(CONSIGNES ÉCRITES)
1. Répondez aux questions suivantes d'après l'extrait sur le financement des réseaux publics de fibre optique :
(a) Combien de kilomètres mesure le réseau déployé par la Nièvre ?
(b) Quelle durée ont les contrats longs (IRU) mentionnés ?
(c) Quels opérateurs sont désignés comme « opérateurs d'envergure nationale » ?
2. Prolongez l'extrait sur le financement des réseaux publics de fibre optique à la suite de sa dernière phrase.

(EXTRAIT FOURNI)
Crédit photo : Ardèche Drôme Numérique

Vous débarquez ? Je vous invite à commencer votre lecture par le début de cette
série[3] ou, si vous êtes plus intéressés par la technique, par cette autre 
série d’articles[4].

Nous en étions donc restés à évacuer la question de savoir si on achète ou 
qu’on loue les trous :

Investir

Le réseau déployé par la Nièvre[5] est, dans mon coin de Bourgogne, 
probablement du fait de sa proximité, souvent cité en exemple : 41,9 millions 
d’euro d’investissement dont 25,8 à la charge de la collectivité pour un réseau
de 600 kilomètres qui a été conçu pour relier entre eux les centraux Orange, 
les points de distribution Wimax et les zones industrielles.

Nous parlons donc de 43 euro par mètre de réseau prélevés sur les fonds 
publiques. Si on envisage un investissement sur 30 ans avec un taux à 5%, cela 
revient donc à environ 23 centimes par mois pour un coût total légèrement 
inférieur à 50 millions, en contrepartie de quoi, la collectivité est en mesure
de louer des fibres aux opérateurs pour un prix variant, d’après les tarifs 
moyens du marché, entre 50 centimes et 2 euro le mètre linéaire annuel sous 
forme de contrats longs (IRU) de 15 à 30 ans.

Même à 50 centimes le mètre, il suffit de 6 opérateurs parmis le gros milliers 
d’opérateurs déclarés en france qui utilisent l’ensemble du réseau pour que 
l’opération rapporte de l’argent au contribuable.

Encore faut-il que des opérateurs souhaitent venir. Lorsque le réseau « fait 
doublon », c’est naturellement au moins cher qu’ira d’abord l’opérateur 
candidat. Il suffit donc de faire moins cher que l’opérateur situé en face, par
exemple, 25 centimes. En tout état de cause, le réseau publique devrait pouvoir
s’adapter rapidement à la concurrence si elle existe pour ne pas représenter un
investissement à vide.

C’est là qu’intervient l’une des nombreuses subtilités des SDTAN (schéma 
directeurs départementaux qui viennent en amont de la création de ce genre 
d’initiative). Ils contiennent quasiment tous une petite phrase magique 
ressemblant à s’y méprendre à « la conception et l’exploitation du réseau 
doivent être validés les opérateurs d’envergure nationale ». Pour situer le 
terme, « opérateur d’envergure nationale », c’est Orange, SFR, Free ou 
Bouygues. Numéricable (3,7 milliards d’euro de capitalisation boursière, 
excusez du peu) n’a semble-t-il pas eu le droit d’entrer dans le club.

(DONNÉES FOURNIES)
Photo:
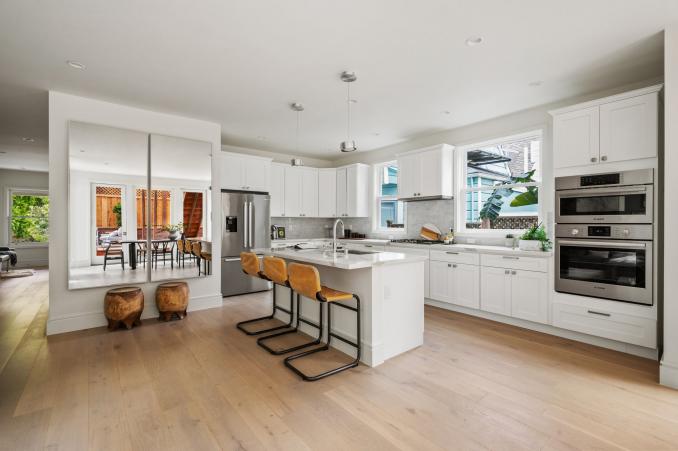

(RÉPONSES PAR CONSIGNE)
1.
(a) Le réseau mesure 600 kilomètres.
(b) Ces contrats durent de 15 à 30 ans.
(c) Ce sont Orange, SFR, Free et Bouygues.

2.
On comprend aisément la justification de la présence de cette petite phrase : 
Si les gros opérateurs ne valident pas le mode opératoire de déploiement d’un 
réseau, ils auront toute latitude politique et de très bonnes raisons 
techniques pour refuser de l’utiliser et l’argent publique aura été dépensé 
pour rien.

Nous avons donc 4 acteurs ultra dominants qui, d’une part, déploient des 
infrastructures en propre là ou ça les arrangent, et d’autre part ont carte 
blanche pour que les réseaux d’initiatives publiques soient conçus selon leur 
bon vouloir, tant au niveau technique que commercial, là ou ils ne veulent pas 
investir.

Et on s’étonne encore qu’ils préfèrent continuer à jouer sur leurs propres 
plate-bandes plutôt que de s’installer sur les réseaux publiques, dont ils 
sont, d’ailleurs, le plus souvent, délégataires ? Ils se sont simplement 
arrangés pour que le réseau ne soit pas pertinent pour eux. Pourquoi aller 
s’embêter à couvrir un département de bouseux et jeter l’argent de la bourse 
par les fenêtres alors qu’il suffit de faire 2 ou 3 grosses villes pour avoir 
des actionnaires souriants, qui plus est lorsque la collectivité a fait un 
chèque qu’on a fait encaisser à ses amis sous traitants pour construire un joli
réseau ?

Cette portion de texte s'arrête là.